• Task statement: Please print the records below exactly as they are.
::::::
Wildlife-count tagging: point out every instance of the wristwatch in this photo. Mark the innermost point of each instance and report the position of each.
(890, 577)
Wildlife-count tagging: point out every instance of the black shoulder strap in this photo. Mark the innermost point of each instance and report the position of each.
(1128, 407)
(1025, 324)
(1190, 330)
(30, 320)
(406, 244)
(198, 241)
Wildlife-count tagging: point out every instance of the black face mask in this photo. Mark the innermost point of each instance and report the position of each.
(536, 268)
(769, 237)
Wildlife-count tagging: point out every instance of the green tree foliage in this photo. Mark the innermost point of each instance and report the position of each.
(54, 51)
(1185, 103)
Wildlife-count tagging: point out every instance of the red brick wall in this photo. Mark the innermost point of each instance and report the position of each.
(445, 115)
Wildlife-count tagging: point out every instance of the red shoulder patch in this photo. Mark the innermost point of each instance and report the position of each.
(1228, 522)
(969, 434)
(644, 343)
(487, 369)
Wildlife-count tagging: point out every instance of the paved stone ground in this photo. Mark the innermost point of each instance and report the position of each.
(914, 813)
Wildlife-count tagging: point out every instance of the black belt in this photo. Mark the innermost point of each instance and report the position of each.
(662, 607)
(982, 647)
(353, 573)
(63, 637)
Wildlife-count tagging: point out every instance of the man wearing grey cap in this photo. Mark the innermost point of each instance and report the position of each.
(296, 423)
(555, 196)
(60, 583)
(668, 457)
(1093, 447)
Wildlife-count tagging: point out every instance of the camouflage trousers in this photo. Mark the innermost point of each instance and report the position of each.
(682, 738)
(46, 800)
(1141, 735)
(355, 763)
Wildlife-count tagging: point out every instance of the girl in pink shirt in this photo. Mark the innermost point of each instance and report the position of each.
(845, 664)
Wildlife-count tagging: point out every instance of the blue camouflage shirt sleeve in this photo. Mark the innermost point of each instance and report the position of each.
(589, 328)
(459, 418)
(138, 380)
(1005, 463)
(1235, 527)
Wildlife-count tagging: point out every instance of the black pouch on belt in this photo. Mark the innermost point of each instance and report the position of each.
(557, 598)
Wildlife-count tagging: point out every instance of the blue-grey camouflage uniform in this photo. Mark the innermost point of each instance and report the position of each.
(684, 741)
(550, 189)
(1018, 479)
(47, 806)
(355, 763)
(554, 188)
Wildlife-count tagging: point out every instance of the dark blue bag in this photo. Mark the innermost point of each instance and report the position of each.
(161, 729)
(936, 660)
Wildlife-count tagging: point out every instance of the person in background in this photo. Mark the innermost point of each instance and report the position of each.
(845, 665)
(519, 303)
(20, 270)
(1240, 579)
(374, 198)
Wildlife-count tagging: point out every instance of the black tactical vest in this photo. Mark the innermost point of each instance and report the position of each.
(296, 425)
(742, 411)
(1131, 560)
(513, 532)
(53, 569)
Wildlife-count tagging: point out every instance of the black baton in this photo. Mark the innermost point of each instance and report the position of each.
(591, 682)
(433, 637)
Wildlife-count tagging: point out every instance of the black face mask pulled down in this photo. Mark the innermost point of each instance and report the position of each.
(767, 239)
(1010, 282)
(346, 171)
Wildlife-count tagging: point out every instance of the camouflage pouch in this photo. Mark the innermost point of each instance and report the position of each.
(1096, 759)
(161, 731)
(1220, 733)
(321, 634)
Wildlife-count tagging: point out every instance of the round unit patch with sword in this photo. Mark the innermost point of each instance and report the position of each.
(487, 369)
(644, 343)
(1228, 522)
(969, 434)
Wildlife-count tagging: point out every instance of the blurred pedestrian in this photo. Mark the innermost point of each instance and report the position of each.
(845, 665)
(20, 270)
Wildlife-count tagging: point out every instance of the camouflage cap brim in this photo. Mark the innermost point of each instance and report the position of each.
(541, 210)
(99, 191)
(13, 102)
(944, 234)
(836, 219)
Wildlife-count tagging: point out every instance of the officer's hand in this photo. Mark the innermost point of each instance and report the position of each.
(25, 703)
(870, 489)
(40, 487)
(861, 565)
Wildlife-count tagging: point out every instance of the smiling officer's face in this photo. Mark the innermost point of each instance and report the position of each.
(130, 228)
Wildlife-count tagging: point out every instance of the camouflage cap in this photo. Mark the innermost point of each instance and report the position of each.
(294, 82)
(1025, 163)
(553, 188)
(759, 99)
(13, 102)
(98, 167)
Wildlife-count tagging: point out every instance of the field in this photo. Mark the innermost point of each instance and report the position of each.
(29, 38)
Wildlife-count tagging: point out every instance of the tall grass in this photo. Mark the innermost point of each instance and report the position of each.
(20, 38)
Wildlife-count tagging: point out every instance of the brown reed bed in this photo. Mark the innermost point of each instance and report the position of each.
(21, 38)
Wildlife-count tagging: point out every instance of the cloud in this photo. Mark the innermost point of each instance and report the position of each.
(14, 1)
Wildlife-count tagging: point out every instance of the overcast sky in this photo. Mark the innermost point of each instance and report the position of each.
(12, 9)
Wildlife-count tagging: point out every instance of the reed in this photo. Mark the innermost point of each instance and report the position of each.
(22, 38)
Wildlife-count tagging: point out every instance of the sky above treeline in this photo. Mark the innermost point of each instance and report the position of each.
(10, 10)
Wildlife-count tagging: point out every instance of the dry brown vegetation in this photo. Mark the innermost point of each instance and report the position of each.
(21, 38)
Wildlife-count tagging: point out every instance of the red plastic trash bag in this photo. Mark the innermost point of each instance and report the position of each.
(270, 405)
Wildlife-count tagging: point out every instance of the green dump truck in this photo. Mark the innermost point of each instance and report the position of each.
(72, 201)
::::::
• Answer to this task:
Wildlife-count tagging: point out every instance of the wristwatch in this photo. Mark the innermost point of each instance and report the position of each.
(890, 577)
Wildlife-count tagging: point out every instance of the black shoulder strap in this photo. Mark the innermost point of each instance and report the position of each.
(1128, 407)
(1025, 324)
(1190, 330)
(30, 320)
(406, 244)
(198, 241)
Wildlife-count tagging: point out every instance of the black face mask in this photo. Mark the innermost point of each instance and report the position of each.
(536, 268)
(769, 237)
Wildlife-count tagging: point out every instance of the green tree foliage in this photo. Mark the innermost point of each instance and report the position of each.
(54, 51)
(1185, 103)
Wildlife-count tagging: point out every instance of the red brick wall in this photo. Mark the innermost point of each instance and report the position of each.
(445, 115)
Wildlife-count tagging: point out every instance of the red shoulder patch in this photo. Mark the innermost point of each instance and report the position of each.
(1228, 522)
(969, 434)
(644, 343)
(487, 369)
Wildlife-count tagging: point out every instance of the paved stone ground in this photo. Mark the innermost point of each instance and report the position of each.
(914, 813)
Wildlife-count tagging: point out every instance of the black belt in this photo. Mark the innermost point of each instance and report the position of each.
(662, 607)
(982, 647)
(353, 573)
(63, 637)
Wildlife-count tagging: point out every instance of the man wearing grey cap in this photo. Mark the innermost point of each instance and report the position of each.
(296, 423)
(555, 196)
(60, 583)
(668, 457)
(1093, 447)
Wildlife-count tagging: point out every instance of the camouflage trousers in this photo. Mark the innermost point of each instance and report the position of each.
(682, 738)
(46, 800)
(1141, 735)
(355, 763)
Wildlife-count tagging: point out every instance of the girl in pink shirt in this photo. Mark the innermost point of each instance and report the position of each.
(845, 664)
Wildlife-count tagging: point out every instance of the blue camouflage shirt sleeve in this photo. Mark the innermost point of each instance and report the position of each.
(589, 328)
(459, 418)
(138, 380)
(1005, 463)
(1235, 527)
Wildlife-count tagging: point out every instance of the black pouch on belt in this photo. Mark the innermost point of each instance and report the position of each.
(557, 598)
Wildlife-count tagging: point out every instance of the blue-grey camouflage uniform in this photo. Mark the innermost point of each instance and report the position of each.
(684, 741)
(550, 189)
(1018, 479)
(47, 806)
(355, 763)
(554, 188)
Wildlife-count tagging: point out every instance of the dark blue bag in this photo. Mark the innermost point of each instance and report the position of each.
(161, 729)
(936, 660)
Wildlife-count tagging: point out every instance of the person in background in this photo. Mark the innermost point of each instance and report the position of each.
(845, 665)
(519, 303)
(20, 270)
(1240, 579)
(374, 198)
Wildlife-count tagging: point out every instance of the black tactical vest in this photo. Mark the innermost point of each instance and report the position of each.
(296, 425)
(742, 411)
(1131, 560)
(513, 532)
(53, 569)
Wildlife-count tagging: point out every instance of the black baton in this photo. Mark the innermost point of each instance and report the position of each.
(591, 682)
(433, 637)
Wildlife-count tagging: point out every instance of the black face mask pulled down in this photo. Mark the innermost point of each instance and report the position of each.
(767, 239)
(1010, 282)
(346, 171)
Wildlife-count tagging: point out every instance of the camouflage pouch in this photo. Mark the innermost point of each instance and report the position of each.
(1096, 759)
(161, 731)
(1220, 733)
(321, 634)
Wildlife-count tagging: point out every instance of the round unit patch with sword in this photo. Mark the innermost point of each instance and report the position of each.
(487, 369)
(644, 343)
(1228, 522)
(969, 434)
Wildlife-count tagging: point out every instance of the blurred pedestrian in this photo. Mark the innermost point of each instance and report the position of each.
(845, 665)
(20, 270)
Wildlife-count tagging: point out every instance of the camouflage cap brim in this photo. Mark the innermost point of each instance and report the position of each.
(541, 210)
(99, 191)
(13, 102)
(944, 234)
(836, 219)
Wildlife-count tagging: point out every instance of the officer's hand in this photo. Mark the innermost point of each instance and report the position of each.
(25, 703)
(870, 489)
(40, 487)
(861, 565)
Wildlife-count tagging: point out every instance of the smiling officer's face in this photo. Mark the innermost point of each instance and report the position of each.
(130, 228)
Wildlife-count tagging: point out every instance of the camouflage cap in this photo. Mark the innermost point of each instance and report the position of each.
(294, 82)
(1025, 163)
(553, 188)
(759, 99)
(13, 102)
(98, 167)
Wildlife-count tagging: point out every instance of the field in this photo. Mark the innermost point of each instance and report the position of each.
(29, 38)
Wildlife-count tagging: point out every instance of the tall grass in this photo. Mark the innermost point of each instance and report the position of each.
(20, 38)
Wildlife-count tagging: point out every instance of the brown reed bed in this photo. Mark the innermost point of each instance and report the position of each.
(21, 38)
Wildlife-count tagging: point out every instance of the cloud in this photo. Mark the innermost point of each instance and report the position of each.
(14, 1)
Wildlife-count tagging: point out every instance of the overcast sky in this photo. Mark the innermost point of each instance and report the position of each.
(12, 9)
Wildlife-count tagging: point out every instance of the reed in this photo. Mark the innermost point of each instance and report the position of each.
(22, 38)
Wildlife-count tagging: point out every instance of the sky above treeline in this photo. Mark the innermost point of each instance and report the position of each.
(10, 10)
Wildlife-count tagging: point out every instance of the dry brown vegetation in this photo. Mark the innermost point of each instance and report the position of each.
(21, 38)
Wildlife-count tagging: point out every instance of the red plastic trash bag in this photo. Mark the innermost point of each instance and report the position of each.
(270, 405)
Wildlife-count tagging: point out every instance of the green dump truck in this photo. Mark the innermost point of each instance and report the position of each.
(72, 201)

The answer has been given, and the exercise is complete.